━━━ Provided information ━━━
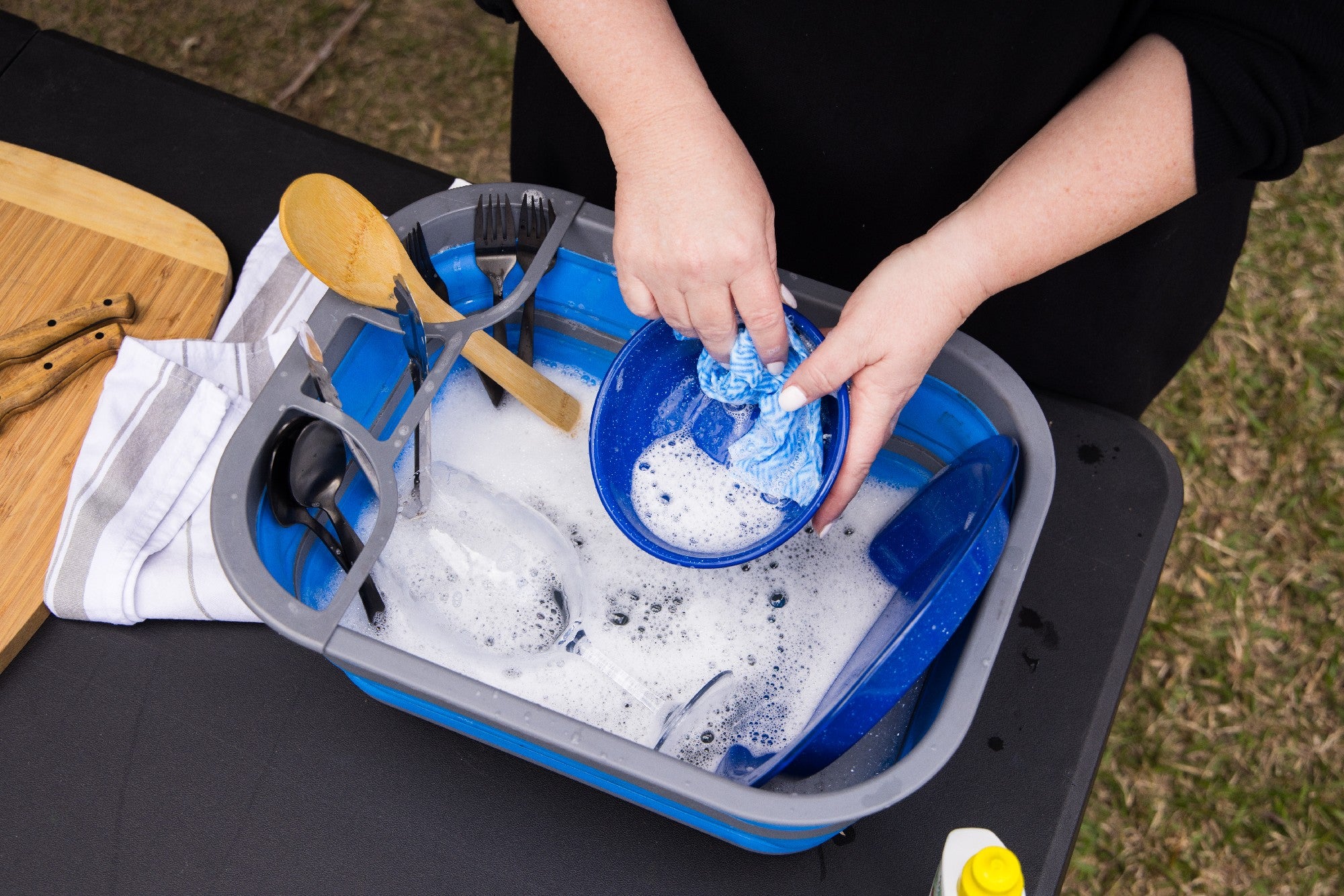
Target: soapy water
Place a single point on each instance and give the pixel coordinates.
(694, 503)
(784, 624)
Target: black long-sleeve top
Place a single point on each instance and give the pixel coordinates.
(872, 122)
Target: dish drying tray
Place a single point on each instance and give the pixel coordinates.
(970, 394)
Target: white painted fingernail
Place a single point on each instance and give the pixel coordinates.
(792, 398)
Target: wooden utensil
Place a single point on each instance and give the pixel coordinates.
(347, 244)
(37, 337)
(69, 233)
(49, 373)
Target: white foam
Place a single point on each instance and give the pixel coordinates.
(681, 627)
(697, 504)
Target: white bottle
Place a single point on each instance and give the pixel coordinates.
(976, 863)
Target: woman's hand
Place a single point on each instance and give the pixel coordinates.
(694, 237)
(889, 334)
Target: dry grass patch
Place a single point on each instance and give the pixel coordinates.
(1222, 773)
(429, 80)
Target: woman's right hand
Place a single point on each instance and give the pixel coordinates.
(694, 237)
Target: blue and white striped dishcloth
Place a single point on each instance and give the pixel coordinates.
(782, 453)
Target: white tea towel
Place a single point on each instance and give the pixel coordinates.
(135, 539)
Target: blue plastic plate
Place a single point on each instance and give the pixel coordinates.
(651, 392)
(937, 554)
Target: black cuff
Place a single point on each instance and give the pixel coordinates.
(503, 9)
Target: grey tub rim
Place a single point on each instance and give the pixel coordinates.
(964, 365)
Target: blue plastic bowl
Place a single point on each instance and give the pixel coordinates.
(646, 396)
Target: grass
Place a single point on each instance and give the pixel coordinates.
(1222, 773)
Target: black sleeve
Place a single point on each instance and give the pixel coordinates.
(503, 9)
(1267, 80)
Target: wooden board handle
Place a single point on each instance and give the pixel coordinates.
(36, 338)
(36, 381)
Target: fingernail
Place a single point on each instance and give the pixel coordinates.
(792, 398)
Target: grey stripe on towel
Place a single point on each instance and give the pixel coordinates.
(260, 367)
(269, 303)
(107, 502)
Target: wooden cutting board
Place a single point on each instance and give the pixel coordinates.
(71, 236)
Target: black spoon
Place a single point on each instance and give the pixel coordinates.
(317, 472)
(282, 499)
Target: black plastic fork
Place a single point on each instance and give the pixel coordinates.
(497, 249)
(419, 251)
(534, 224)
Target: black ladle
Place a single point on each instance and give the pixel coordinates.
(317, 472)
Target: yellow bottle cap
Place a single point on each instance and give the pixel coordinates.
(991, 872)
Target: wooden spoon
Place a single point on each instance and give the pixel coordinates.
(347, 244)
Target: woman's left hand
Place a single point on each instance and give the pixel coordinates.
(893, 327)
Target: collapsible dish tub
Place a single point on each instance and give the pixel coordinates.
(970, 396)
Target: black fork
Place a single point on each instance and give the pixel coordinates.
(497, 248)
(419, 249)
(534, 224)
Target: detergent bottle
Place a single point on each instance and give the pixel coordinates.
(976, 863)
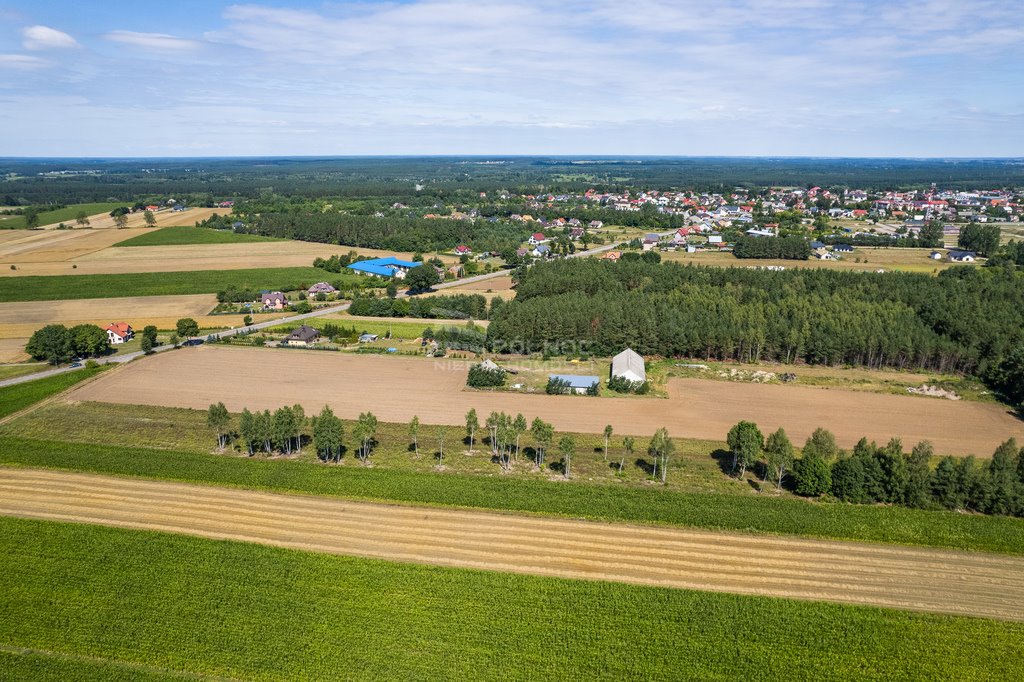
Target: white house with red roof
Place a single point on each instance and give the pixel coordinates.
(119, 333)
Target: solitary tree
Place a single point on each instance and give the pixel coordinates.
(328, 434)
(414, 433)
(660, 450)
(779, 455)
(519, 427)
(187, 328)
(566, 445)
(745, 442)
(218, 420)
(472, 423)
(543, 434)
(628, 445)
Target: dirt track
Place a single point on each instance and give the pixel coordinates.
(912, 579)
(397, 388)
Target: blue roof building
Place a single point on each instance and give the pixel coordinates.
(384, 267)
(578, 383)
━━━
### What to work on
Using the entries above, work out the number of lines that hold the word "board" and write it with no other words.

### Output for this exercise
2